Maria Carolina Santos / 30/10/2024
A imagem mostra um grupo de jovens, negros e brancos, sentados em cadeiras de plástico preto, vistas de costas. As cadeiras estão dispostas em fileiras, e as pessoas parecem estar assistindo a uma apresentação ou palestra. Há uma pessoa em pé na frente, um pouco desfocada, possivelmente falando ou apresentando algo. Ao fundo, há um projetor com uma tela branca. A sala parece ser um ambiente educacional ou de conferência, com várias pessoas prestando atenção ao que está sendo apresentado.

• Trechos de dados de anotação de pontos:
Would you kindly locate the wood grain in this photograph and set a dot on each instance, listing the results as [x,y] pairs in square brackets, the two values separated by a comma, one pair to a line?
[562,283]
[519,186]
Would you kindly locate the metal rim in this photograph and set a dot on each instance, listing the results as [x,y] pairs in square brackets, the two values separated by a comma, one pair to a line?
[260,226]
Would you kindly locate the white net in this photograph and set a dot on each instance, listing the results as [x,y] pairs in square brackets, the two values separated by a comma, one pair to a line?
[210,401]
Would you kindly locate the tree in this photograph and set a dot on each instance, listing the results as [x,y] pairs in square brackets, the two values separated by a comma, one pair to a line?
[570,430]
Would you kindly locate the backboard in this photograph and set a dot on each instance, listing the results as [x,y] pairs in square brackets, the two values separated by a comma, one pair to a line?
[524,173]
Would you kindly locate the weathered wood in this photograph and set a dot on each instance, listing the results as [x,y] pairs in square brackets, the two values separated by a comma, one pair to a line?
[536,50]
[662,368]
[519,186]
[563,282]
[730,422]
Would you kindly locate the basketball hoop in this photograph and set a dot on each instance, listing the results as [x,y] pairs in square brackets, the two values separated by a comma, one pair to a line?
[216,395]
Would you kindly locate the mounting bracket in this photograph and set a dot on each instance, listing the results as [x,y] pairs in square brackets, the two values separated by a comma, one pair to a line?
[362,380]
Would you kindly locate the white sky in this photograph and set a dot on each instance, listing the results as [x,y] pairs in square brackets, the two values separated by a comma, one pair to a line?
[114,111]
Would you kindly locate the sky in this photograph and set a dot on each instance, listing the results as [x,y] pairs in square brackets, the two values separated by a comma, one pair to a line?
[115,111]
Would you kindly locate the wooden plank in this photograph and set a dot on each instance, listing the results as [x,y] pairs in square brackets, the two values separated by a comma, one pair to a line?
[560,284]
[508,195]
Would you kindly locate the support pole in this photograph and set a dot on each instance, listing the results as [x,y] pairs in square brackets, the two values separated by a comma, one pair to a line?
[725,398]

• Tarefas:
1. Liste os objetos que o artigo menciona na sala.
2. Por favor, reproduza o trecho do artigo que vai de "Maria Carolina Santos" até "está sendo apresentado.".

• Respostas em ordem:
1. cadeiras de plástico preto, projetor, tela branca

2.
Maria Carolina Santos / 30/10/2024
A imagem mostra um grupo de jovens, negros e brancos, sentados em cadeiras de plástico preto, vistas de costas. As cadeiras estão dispostas em fileiras, e as pessoas parecem estar assistindo a uma apresentação ou palestra. Há uma pessoa em pé na frente, um pouco desfocada, possivelmente falando ou apresentando algo. Ao fundo, há um projetor com uma tela branca. A sala parece ser um ambiente educacional ou de conferência, com várias pessoas prestando atenção ao que está sendo apresentado.